» What the exercise asks
Reproduce, without any change, the portion of the records below that opens with the line containing "Wanted | a point on the woman's nose, one" and closes with the line containing "Target | black shoulder strap". Include both of those lines.
◆ ◆ ◆ ◆ ◆
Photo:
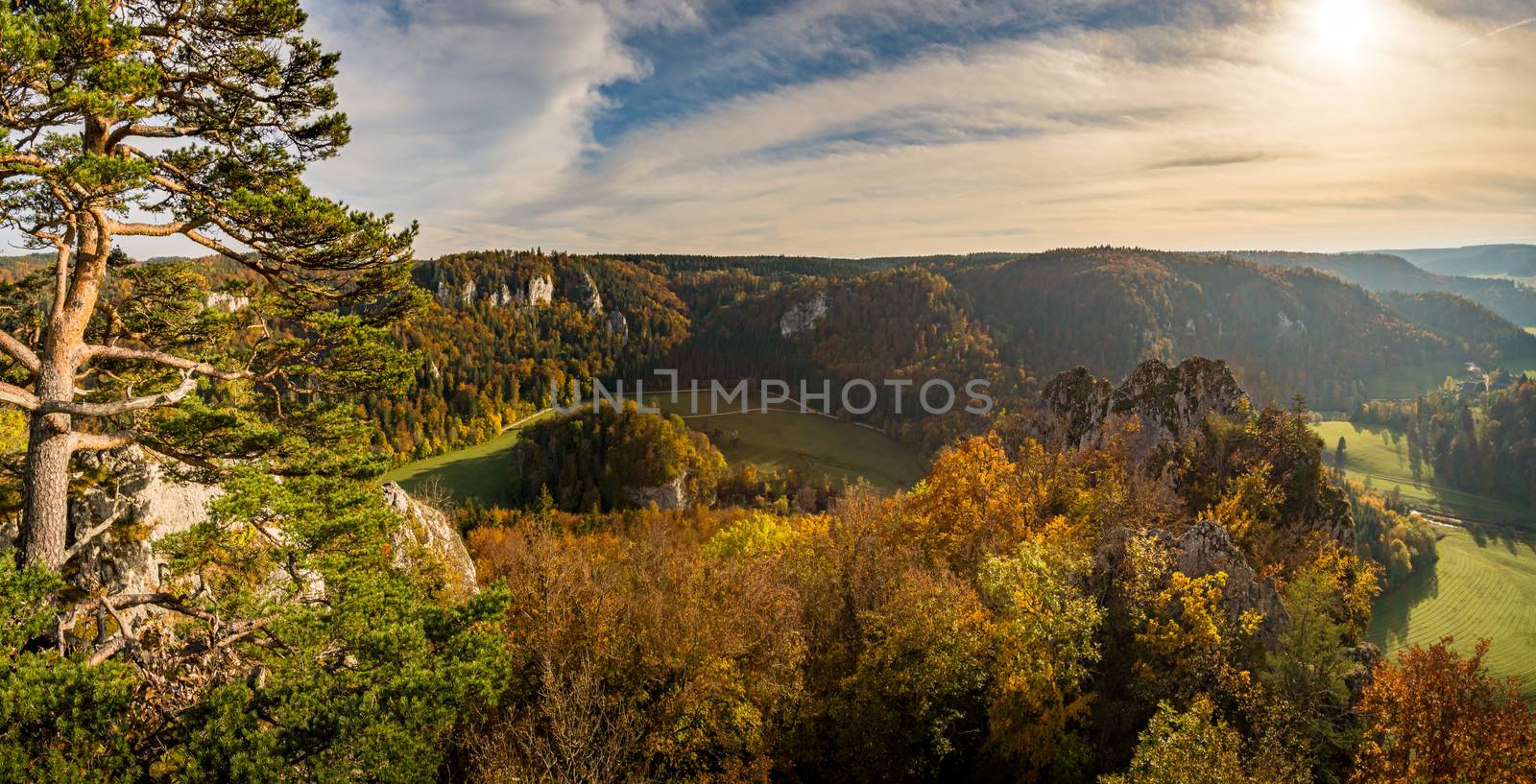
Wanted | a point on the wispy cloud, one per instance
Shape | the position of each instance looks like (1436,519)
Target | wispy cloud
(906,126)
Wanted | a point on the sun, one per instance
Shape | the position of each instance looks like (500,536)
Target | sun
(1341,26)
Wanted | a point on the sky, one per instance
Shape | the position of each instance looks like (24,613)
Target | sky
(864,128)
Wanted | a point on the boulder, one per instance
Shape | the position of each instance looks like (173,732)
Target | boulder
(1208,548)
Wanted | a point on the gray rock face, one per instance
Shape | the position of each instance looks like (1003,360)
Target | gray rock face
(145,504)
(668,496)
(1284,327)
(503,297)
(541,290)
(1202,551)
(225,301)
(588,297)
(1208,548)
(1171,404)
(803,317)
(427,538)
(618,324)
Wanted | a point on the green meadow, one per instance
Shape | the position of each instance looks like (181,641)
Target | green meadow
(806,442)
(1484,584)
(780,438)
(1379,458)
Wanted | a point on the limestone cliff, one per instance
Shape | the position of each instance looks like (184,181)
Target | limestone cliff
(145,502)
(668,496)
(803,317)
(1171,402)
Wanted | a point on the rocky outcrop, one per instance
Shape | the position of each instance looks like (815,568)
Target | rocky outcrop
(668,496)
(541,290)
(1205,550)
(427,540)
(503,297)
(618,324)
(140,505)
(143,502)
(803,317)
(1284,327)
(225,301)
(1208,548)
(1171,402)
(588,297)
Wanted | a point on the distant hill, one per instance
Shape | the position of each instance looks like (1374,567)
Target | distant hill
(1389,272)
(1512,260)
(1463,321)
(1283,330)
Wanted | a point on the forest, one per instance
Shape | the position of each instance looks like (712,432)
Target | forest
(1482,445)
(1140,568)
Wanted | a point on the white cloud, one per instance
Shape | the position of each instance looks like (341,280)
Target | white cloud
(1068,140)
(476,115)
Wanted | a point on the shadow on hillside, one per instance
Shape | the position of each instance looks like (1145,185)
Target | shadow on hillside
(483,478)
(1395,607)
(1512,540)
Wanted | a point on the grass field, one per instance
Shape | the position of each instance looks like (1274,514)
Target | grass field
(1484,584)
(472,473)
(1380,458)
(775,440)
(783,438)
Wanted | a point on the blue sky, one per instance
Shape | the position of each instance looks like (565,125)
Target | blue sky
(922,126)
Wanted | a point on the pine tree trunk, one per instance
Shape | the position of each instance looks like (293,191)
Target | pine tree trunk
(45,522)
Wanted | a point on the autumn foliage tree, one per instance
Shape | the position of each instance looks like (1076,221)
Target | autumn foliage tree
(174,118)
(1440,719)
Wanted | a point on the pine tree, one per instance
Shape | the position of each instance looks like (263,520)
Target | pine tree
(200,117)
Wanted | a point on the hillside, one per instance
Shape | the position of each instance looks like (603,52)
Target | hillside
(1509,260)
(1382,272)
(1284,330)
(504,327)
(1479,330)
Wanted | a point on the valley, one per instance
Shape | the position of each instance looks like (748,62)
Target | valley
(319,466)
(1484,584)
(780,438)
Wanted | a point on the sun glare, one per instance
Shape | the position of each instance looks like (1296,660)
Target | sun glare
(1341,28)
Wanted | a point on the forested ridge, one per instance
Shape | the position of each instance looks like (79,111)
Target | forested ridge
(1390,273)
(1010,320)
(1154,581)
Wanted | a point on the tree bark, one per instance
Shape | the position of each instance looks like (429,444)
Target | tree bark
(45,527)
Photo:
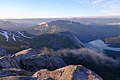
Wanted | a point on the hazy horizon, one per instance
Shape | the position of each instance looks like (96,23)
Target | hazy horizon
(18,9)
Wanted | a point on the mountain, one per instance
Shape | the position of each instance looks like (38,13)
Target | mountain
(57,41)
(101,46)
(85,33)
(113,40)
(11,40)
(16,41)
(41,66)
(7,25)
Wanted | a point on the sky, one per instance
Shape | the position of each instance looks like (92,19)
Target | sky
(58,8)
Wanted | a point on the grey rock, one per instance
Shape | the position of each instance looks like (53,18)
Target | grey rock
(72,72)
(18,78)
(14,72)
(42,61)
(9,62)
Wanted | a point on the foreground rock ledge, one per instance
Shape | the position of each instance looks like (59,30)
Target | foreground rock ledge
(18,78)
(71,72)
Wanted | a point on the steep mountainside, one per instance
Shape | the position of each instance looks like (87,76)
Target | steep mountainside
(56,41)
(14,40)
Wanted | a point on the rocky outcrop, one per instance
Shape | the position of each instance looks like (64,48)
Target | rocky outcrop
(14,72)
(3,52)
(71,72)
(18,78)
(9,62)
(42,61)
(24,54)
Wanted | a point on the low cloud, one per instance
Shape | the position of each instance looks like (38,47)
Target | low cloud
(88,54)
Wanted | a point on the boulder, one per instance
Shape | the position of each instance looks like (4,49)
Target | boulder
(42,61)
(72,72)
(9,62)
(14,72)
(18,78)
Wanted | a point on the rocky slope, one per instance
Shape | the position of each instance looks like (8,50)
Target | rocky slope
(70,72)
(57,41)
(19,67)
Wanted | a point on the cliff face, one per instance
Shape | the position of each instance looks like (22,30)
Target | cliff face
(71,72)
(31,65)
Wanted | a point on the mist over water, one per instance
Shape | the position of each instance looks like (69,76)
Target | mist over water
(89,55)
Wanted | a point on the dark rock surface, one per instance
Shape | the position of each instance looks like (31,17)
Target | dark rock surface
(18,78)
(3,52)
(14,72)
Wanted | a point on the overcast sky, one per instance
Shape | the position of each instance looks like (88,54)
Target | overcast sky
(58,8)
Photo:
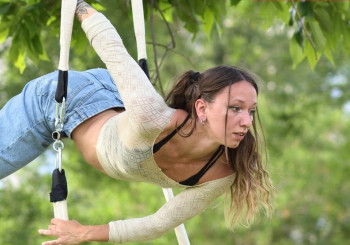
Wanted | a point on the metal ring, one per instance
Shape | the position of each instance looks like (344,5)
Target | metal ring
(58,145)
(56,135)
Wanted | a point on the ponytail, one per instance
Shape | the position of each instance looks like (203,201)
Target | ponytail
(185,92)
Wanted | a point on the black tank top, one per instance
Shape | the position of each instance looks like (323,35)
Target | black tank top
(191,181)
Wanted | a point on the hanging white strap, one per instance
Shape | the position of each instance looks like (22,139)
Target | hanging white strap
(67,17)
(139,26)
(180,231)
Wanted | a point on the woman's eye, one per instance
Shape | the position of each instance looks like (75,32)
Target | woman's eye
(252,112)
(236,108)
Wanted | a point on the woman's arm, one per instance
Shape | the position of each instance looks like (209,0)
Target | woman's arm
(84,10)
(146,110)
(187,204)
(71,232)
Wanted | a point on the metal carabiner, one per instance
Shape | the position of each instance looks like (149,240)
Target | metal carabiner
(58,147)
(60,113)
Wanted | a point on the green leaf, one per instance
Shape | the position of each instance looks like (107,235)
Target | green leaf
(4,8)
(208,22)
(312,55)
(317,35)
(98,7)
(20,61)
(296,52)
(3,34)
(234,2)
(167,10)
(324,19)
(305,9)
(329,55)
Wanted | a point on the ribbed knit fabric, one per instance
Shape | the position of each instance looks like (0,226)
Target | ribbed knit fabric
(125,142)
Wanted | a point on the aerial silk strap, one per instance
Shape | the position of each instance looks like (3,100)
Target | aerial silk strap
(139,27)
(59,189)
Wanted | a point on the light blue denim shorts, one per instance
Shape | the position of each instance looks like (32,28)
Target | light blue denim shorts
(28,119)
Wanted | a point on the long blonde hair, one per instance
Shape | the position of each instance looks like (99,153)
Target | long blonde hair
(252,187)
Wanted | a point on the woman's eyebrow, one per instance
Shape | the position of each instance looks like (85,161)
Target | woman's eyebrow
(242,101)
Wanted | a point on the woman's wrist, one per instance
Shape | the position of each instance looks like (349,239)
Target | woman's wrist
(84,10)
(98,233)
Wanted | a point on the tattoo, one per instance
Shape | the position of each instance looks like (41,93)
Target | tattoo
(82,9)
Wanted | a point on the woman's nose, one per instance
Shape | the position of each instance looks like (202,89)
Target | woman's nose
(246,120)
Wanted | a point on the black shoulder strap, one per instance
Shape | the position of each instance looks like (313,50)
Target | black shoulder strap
◆ ◆ ◆ ◆ ◆
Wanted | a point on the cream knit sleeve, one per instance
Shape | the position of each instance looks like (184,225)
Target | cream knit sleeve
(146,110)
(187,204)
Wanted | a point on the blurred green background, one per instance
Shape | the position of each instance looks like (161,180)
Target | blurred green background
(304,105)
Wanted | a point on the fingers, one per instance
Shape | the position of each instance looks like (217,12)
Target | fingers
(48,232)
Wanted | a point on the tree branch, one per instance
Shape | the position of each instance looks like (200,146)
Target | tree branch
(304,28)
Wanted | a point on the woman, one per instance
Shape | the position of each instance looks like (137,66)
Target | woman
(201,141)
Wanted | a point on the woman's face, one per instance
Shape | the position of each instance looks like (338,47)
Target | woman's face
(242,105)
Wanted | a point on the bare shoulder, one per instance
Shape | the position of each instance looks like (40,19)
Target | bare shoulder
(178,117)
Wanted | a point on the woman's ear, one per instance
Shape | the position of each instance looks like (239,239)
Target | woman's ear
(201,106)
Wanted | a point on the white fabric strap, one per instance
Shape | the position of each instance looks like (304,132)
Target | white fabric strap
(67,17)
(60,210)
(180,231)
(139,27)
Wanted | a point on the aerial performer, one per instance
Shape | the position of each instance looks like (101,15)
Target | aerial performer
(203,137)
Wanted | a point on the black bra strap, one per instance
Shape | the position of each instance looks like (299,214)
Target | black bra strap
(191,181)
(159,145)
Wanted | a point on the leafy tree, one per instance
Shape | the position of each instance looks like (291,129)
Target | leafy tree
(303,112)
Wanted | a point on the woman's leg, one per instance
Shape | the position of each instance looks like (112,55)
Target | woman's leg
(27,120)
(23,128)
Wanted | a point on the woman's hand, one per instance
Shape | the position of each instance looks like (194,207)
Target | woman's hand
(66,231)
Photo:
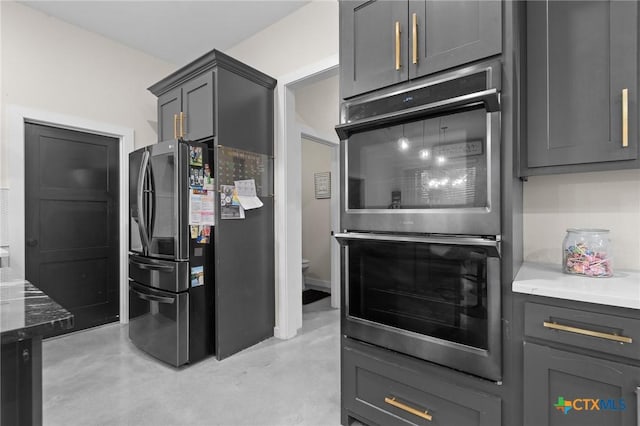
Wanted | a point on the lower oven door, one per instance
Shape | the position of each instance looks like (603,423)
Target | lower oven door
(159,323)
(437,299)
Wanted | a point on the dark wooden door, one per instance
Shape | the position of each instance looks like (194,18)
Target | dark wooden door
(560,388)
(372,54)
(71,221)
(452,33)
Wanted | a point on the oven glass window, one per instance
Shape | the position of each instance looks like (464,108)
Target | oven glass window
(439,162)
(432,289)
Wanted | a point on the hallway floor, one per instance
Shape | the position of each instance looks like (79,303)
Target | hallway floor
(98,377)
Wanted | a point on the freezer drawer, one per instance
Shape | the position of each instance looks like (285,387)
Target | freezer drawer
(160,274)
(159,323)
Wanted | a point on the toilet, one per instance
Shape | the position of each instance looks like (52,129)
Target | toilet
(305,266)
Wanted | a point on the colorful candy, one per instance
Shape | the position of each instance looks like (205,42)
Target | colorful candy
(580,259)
◆ ◆ ◆ ◆ ◆
» Full answer
Wanted | a point on the woman's nose, one per instance
Shape | the position of each instance looks like (202,89)
Target | woman's nose
(246,120)
Wanted | a point on the black shoulder strap, one per instance
Shape | the position of each instance looks like (313,50)
Target | black shoulder strap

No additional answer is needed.